**GIVEN RECORDS**

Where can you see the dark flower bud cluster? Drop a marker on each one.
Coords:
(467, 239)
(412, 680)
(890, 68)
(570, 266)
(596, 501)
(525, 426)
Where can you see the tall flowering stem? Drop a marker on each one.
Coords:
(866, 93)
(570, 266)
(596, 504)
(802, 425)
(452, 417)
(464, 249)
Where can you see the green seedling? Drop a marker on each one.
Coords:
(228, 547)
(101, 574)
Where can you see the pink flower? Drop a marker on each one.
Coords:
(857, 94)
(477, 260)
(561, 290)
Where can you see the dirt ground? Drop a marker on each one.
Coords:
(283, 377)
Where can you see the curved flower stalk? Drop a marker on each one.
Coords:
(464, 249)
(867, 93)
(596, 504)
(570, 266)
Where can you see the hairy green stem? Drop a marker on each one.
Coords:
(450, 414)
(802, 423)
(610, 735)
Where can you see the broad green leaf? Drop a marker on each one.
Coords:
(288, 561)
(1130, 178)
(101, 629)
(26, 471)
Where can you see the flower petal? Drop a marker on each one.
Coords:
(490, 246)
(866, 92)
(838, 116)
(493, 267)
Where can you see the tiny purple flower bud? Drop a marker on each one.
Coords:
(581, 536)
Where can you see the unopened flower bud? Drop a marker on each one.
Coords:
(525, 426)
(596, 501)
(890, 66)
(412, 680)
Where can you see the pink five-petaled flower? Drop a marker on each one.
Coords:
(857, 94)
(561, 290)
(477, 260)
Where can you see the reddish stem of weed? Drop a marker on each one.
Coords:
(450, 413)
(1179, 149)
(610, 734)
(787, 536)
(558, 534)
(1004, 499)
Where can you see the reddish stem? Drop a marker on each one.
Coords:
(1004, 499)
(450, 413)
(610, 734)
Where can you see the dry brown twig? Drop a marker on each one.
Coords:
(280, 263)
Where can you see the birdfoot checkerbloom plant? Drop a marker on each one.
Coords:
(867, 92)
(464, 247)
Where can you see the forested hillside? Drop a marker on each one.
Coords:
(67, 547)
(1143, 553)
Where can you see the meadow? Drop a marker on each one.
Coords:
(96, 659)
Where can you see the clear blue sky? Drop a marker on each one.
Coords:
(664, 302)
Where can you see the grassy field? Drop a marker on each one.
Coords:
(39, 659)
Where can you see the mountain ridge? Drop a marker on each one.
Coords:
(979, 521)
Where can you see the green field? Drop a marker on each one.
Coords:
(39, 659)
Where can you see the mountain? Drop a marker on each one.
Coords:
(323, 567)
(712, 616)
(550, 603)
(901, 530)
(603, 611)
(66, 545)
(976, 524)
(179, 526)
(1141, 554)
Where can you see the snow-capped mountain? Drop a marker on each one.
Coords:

**TASK DESCRIPTION**
Write out, word for word, the stretch of the listing above from the line containing "Where can you see the clear" through the end of the listing.

**TASK ANSWER**
Where can you see the clear blue sky? Drop a marker on each one.
Coords:
(664, 302)
Where can you see the grassy field? Drop a marker on each one.
Coords:
(39, 659)
Where can you see the mountain ridge? Drop a marker on each one.
Coords:
(979, 521)
Where can you see the green field? Drop a marker on each one.
Coords:
(39, 659)
Where can you see the mountain? Drop a marker on each one.
Coords:
(323, 567)
(712, 616)
(550, 603)
(901, 530)
(603, 611)
(66, 545)
(976, 524)
(179, 526)
(1141, 554)
Where can you see the snow-capped mountain? Drop a marker on each one.
Coords:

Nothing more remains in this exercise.